▸ **TEXT PASSAGE**:
2007 - IsraAID sent six doctors and nurses to Peru to assist in rescue efforts and provide medical care after a major earthquake.

2007 - Israeli volunteers went to a refugee camp on the Kenyan-Somalian border to provide relief for Muslim refugees in Somalia. The Jerusalem AIDS Project, an Israeli organization under the umbrella of IsraAID which promotes HIV/AIDS education and prevention, distributed clothes for infants and toddlers. Later they would meet with IsraAID in order to purchase basic medical equipment.

2008 - B'nai B'rith International, one of the founding members of IsraAID and in partnership with IsraAID, provided thousands of meals to an estimated 35,000 Georgian war refugees.

2008 - Israeli aid teams went to Myanmar to help with recovery after a major cyclone. According to the Jerusalem Post:

The IsraAID organization, which sends help to foreign countries in need, will be sending to Myanmar a highly trained search-and-rescue team and a 10-member team of doctors and nurses. The teams will bring with them crucial supplies, including plastic sheeting, food, household appliances and water filters.

▸ **WHAT THE TASK REQUIRES**: Rewrite everything from "2007 - Israeli" down to "basic medical equipment." in the IsraAID relief passage, putting "young children" in place of "infants and toddlers".

▸ **MATERIAL SUPPLIED**:
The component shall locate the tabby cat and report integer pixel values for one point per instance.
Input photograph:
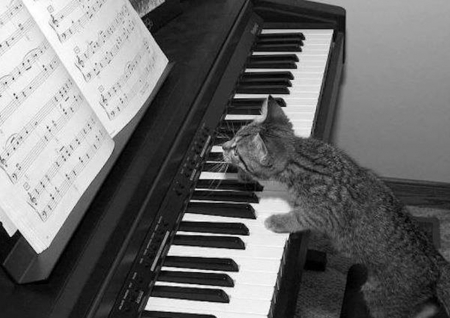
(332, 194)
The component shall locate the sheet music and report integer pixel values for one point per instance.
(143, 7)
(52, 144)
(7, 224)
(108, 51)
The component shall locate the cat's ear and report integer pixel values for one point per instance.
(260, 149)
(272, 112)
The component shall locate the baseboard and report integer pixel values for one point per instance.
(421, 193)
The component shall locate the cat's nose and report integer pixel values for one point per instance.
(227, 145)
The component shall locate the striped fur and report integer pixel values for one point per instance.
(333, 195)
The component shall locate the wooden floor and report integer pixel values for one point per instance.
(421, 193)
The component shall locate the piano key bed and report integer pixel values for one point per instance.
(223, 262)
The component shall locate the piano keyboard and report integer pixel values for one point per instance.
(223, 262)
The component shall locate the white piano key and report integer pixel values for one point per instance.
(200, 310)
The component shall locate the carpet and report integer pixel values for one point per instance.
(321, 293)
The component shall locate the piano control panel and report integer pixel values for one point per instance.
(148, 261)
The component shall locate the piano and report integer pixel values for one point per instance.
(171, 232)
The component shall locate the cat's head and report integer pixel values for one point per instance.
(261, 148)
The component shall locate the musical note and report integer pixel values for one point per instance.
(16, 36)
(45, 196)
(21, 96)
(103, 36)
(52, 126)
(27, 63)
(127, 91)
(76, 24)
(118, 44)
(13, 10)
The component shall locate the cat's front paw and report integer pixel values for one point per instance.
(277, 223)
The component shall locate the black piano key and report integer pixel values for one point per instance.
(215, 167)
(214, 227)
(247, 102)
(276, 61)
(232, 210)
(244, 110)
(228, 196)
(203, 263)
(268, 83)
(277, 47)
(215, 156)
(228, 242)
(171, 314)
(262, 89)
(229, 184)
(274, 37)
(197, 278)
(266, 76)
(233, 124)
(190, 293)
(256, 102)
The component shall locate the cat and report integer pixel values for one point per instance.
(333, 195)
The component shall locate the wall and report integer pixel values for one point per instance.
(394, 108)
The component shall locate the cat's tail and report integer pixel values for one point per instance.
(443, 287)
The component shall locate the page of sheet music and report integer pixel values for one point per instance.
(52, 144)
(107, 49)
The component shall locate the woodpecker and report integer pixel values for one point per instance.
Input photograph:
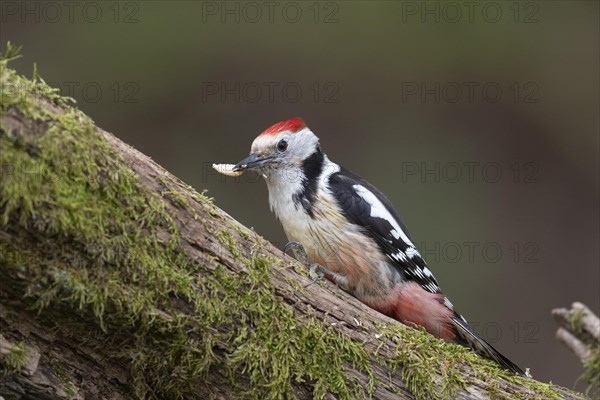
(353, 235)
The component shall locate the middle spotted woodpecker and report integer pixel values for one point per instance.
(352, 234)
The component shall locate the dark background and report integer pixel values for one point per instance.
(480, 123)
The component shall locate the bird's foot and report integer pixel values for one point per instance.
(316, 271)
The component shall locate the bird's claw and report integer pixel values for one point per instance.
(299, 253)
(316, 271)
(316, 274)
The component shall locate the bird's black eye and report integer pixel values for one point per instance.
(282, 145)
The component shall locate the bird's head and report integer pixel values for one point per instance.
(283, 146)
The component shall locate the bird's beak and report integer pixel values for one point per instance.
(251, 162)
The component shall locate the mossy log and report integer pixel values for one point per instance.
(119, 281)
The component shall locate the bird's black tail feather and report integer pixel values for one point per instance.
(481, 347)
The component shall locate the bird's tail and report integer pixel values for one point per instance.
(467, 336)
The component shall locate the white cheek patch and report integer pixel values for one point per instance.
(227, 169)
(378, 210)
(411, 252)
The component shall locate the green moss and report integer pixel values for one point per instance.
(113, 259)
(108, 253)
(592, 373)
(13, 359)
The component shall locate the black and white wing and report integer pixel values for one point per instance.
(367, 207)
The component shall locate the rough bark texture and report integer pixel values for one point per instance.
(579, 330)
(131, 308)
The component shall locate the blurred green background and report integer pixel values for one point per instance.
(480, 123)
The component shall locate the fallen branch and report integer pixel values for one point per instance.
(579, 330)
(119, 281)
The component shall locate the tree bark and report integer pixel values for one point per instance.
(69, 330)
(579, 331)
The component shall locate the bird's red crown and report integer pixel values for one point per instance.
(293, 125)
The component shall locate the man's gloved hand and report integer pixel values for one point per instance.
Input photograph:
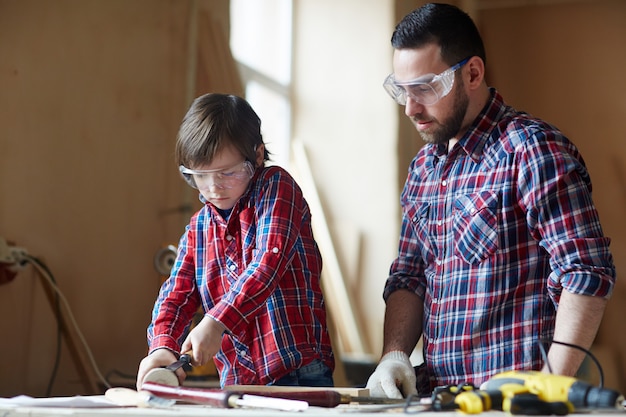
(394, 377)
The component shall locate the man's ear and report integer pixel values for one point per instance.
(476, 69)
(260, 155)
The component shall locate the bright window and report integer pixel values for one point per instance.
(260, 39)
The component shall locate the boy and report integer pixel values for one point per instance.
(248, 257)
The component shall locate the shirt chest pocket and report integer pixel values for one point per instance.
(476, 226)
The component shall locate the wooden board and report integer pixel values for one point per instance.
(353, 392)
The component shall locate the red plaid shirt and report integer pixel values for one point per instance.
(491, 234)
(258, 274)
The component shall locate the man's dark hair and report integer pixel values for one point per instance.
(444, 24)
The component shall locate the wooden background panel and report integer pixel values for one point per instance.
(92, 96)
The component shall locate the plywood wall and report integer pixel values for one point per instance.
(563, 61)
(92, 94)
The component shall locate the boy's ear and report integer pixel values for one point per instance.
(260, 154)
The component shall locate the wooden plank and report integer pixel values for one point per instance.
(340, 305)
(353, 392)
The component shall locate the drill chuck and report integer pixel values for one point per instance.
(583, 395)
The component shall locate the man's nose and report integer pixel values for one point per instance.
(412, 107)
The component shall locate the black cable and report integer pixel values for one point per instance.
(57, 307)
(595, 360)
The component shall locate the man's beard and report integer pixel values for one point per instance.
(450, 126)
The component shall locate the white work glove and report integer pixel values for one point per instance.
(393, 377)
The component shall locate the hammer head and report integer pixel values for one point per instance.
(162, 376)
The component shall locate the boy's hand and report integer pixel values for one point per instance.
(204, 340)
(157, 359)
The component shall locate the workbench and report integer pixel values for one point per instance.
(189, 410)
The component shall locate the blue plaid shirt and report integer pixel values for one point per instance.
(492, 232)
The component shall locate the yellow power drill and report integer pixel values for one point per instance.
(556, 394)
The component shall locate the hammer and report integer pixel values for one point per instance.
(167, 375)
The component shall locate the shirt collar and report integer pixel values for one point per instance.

▸ **WRITTEN REPLY**:
2007 - Israeli volunteers went to a refugee camp on the Kenyan-Somalian border to provide relief for Muslim refugees in Somalia. The Jerusalem AIDS Project, an Israeli organization under the umbrella of IsraAID which promotes HIV/AIDS education and prevention, distributed clothes for young children. Later they would meet with IsraAID in order to purchase basic medical equipment.